## Brief 1
In the contest post, set down everything from "I : Secret Santa" down to "of 155 participants).".
## Brief 2
In the contest post, why did the writer choose to program the solutions using only Java?

## Source
## start

I : Secret Santa

09Dec13

I recently participated in the Advent Programming Contest 2013 organised by the IEEE Student Branch Klagenfurt (with support from Alpen-Adria-Universität Klagenfurt), wherein – as I’d recently received from Udacity a certificate for Introduction to Programming : Problem Solving with Java (CS046) – I challenged myself to program my solutions to the problems posed by the contest using only Java (I’d used C and C++ when I’d participated in the contest in 2012); I solved eighteen of the problems posed by the contest, achieving a rank of 10th (out of 155 participants).

As submissions of solutions to the contest are now closed, I’m posting here the solutions I submitted to the contest.

## end

## Listing
## start

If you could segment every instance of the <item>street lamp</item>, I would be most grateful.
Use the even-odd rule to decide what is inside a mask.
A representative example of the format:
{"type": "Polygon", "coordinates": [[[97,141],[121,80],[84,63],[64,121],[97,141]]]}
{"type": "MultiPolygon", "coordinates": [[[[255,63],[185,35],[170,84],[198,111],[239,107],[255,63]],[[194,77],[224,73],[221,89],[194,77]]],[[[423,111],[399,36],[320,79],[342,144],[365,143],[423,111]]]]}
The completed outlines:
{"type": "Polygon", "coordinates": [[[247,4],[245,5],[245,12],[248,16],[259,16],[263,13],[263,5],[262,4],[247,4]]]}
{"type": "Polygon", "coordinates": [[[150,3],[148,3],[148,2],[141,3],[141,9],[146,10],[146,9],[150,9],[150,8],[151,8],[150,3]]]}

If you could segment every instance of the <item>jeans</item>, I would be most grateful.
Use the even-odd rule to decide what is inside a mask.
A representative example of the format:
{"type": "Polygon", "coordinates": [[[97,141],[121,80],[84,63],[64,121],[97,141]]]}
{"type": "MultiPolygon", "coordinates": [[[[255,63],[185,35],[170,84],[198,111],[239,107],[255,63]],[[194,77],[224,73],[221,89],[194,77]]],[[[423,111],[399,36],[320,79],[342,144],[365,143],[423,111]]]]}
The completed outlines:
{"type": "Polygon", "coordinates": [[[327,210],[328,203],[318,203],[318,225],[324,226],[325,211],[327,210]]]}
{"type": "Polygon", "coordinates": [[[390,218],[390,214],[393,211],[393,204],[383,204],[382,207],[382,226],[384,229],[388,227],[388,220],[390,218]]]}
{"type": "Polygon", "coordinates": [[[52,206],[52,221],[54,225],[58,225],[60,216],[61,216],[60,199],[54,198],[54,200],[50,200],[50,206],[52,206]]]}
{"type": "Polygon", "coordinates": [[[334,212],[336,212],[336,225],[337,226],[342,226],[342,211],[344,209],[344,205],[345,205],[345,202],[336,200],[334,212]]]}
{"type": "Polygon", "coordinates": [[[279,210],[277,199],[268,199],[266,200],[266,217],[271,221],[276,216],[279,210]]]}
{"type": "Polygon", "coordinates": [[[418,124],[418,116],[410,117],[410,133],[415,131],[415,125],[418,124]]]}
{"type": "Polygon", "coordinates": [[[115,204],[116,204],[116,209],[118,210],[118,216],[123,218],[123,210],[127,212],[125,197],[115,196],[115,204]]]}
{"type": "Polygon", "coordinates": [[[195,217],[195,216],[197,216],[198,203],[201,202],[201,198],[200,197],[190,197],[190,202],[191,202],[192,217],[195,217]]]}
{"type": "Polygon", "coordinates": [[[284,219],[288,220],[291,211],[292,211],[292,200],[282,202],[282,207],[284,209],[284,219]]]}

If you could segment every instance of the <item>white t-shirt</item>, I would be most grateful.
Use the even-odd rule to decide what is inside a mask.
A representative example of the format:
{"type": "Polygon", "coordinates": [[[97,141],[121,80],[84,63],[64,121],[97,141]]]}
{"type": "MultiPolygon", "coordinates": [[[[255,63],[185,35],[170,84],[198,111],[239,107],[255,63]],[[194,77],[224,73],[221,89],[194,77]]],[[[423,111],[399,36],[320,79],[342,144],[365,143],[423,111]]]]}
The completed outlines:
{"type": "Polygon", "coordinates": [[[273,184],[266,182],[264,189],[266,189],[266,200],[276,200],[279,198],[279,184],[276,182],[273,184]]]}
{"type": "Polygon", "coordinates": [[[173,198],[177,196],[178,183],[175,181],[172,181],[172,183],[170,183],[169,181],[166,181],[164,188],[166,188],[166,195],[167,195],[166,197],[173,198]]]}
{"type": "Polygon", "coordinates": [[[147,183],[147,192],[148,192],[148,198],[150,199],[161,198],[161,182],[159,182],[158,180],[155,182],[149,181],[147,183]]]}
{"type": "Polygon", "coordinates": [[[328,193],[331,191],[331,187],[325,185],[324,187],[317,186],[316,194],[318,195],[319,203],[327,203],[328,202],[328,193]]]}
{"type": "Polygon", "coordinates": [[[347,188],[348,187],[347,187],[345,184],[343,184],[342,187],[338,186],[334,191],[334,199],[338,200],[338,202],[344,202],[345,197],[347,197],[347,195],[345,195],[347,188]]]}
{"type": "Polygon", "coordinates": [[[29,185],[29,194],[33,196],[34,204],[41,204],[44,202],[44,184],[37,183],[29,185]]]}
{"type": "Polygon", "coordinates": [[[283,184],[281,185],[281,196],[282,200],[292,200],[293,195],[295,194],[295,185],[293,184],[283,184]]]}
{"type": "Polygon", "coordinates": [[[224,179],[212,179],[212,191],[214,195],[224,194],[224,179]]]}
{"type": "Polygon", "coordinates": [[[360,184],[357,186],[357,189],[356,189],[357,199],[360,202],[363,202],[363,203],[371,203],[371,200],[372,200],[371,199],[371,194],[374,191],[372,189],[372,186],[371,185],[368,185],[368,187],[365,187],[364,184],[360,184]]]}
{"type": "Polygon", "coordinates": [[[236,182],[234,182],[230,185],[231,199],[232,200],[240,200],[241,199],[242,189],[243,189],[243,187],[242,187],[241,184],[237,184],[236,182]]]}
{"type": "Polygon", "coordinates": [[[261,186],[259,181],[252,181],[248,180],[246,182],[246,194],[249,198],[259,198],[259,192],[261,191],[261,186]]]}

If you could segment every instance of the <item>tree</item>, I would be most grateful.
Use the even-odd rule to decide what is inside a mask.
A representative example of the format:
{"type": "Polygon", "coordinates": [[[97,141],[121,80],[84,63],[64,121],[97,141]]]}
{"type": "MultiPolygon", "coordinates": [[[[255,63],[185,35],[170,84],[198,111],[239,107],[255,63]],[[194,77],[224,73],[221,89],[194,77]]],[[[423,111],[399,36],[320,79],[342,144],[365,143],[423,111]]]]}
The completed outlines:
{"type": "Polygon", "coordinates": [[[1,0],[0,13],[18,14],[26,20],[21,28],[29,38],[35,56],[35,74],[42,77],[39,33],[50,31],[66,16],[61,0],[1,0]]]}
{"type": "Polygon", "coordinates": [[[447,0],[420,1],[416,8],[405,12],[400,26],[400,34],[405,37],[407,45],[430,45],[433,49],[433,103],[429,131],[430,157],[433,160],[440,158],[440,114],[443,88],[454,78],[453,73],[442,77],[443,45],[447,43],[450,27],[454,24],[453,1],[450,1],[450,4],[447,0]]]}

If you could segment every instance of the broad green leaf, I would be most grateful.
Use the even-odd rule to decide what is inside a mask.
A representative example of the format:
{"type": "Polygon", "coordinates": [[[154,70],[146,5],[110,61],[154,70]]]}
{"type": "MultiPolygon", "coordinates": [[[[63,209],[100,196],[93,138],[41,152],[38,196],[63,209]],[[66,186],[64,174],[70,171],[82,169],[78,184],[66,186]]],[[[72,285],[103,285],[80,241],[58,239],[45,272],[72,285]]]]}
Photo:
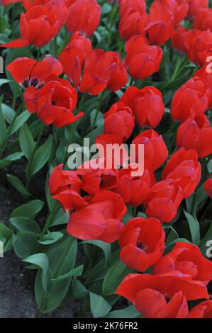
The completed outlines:
{"type": "Polygon", "coordinates": [[[50,136],[46,142],[35,152],[32,160],[30,172],[30,175],[39,171],[48,162],[52,152],[52,137],[50,136]]]}
{"type": "Polygon", "coordinates": [[[40,229],[33,220],[21,216],[19,218],[11,218],[10,221],[18,231],[40,234],[40,229]]]}
{"type": "Polygon", "coordinates": [[[0,237],[3,238],[10,238],[13,235],[13,232],[6,227],[3,222],[0,222],[0,237]]]}
{"type": "Polygon", "coordinates": [[[0,169],[5,168],[11,164],[13,162],[18,161],[23,156],[22,152],[14,152],[7,156],[4,159],[0,159],[0,169]]]}
{"type": "Polygon", "coordinates": [[[8,135],[11,135],[11,134],[18,130],[19,128],[21,128],[23,126],[23,125],[28,120],[30,115],[31,115],[31,113],[30,113],[29,112],[26,111],[22,112],[21,115],[18,115],[14,123],[10,128],[8,135]]]}
{"type": "Polygon", "coordinates": [[[113,294],[123,278],[132,271],[133,270],[127,267],[121,259],[118,263],[115,263],[104,277],[102,284],[104,295],[113,294]]]}
{"type": "Polygon", "coordinates": [[[81,276],[83,271],[84,265],[79,266],[78,267],[75,267],[75,269],[72,269],[69,272],[64,274],[61,276],[58,276],[56,278],[52,278],[51,281],[53,282],[60,281],[62,280],[65,280],[67,278],[69,278],[70,276],[81,276]]]}
{"type": "Polygon", "coordinates": [[[40,200],[33,200],[16,208],[11,214],[11,218],[25,216],[28,218],[34,218],[38,213],[41,210],[43,205],[44,203],[40,200]]]}
{"type": "Polygon", "coordinates": [[[111,306],[103,297],[91,292],[90,307],[94,318],[104,317],[111,309],[111,306]]]}
{"type": "Polygon", "coordinates": [[[50,271],[49,269],[49,259],[45,253],[36,253],[32,256],[28,256],[23,260],[25,262],[29,262],[33,265],[38,266],[42,270],[41,278],[43,286],[45,291],[47,290],[48,281],[50,277],[50,271]]]}
{"type": "Polygon", "coordinates": [[[2,108],[1,108],[1,103],[2,103],[2,97],[0,98],[0,146],[3,147],[5,141],[6,140],[6,126],[4,120],[4,118],[3,115],[2,108]]]}
{"type": "Polygon", "coordinates": [[[26,123],[23,124],[20,130],[19,142],[22,152],[28,160],[30,161],[35,149],[35,142],[26,123]]]}
{"type": "Polygon", "coordinates": [[[11,124],[16,115],[16,112],[10,106],[4,103],[1,104],[1,108],[4,119],[9,124],[11,124]]]}
{"type": "Polygon", "coordinates": [[[104,252],[106,264],[107,264],[108,260],[111,256],[111,246],[110,244],[105,243],[101,240],[87,240],[82,242],[82,244],[91,244],[95,245],[96,247],[100,247],[104,252]]]}
{"type": "MultiPolygon", "coordinates": [[[[49,259],[52,279],[62,276],[74,269],[77,252],[77,240],[67,234],[65,234],[61,239],[47,247],[46,254],[49,259]]],[[[47,294],[43,286],[41,272],[38,271],[35,294],[38,306],[42,312],[50,312],[60,305],[69,290],[72,278],[69,276],[56,282],[50,280],[47,285],[47,294]]]]}
{"type": "Polygon", "coordinates": [[[109,312],[104,318],[138,318],[140,313],[137,311],[134,305],[128,306],[123,310],[116,310],[109,312]]]}
{"type": "Polygon", "coordinates": [[[23,184],[16,176],[7,174],[6,178],[8,181],[23,196],[23,198],[28,198],[31,196],[25,188],[23,184]]]}
{"type": "Polygon", "coordinates": [[[11,82],[11,80],[8,80],[7,79],[0,79],[0,86],[9,82],[11,82]]]}
{"type": "Polygon", "coordinates": [[[192,242],[195,245],[199,244],[200,241],[200,228],[197,220],[191,215],[189,213],[184,210],[184,214],[189,222],[190,232],[191,235],[192,242]]]}
{"type": "Polygon", "coordinates": [[[37,237],[32,232],[20,232],[14,244],[14,252],[16,256],[23,259],[37,252],[39,243],[37,237]]]}
{"type": "Polygon", "coordinates": [[[44,236],[43,240],[39,241],[39,243],[43,245],[49,245],[50,244],[55,243],[55,242],[57,242],[57,240],[62,237],[63,233],[60,231],[55,231],[53,232],[48,232],[48,233],[44,236]]]}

## end

## Exercise response 1
I : Secret Santa

09Dec13

I recently participated in the Advent Programming Contest 2013 organised by the IEEE Student Branch Klagenfurt (with support from Alpen-Adria-Universität Klagenfurt), wherein – as I’d recently received from Udacity a certificate for Introduction to Programming : Problem Solving with Java (CS046) – I challenged myself to program my solutions to the problems posed by the contest using only Java (I’d used C and C++ when I’d participated in the contest in 2012); I solved eighteen of the problems posed by the contest, achieving a rank of 10th (out of 155 participants).

## Exercise response 2
The writer had recently received a Udacity certificate for Introduction to Programming : Problem Solving with Java (CS046). So they challenged themselves to solve the contest's problems using only Java.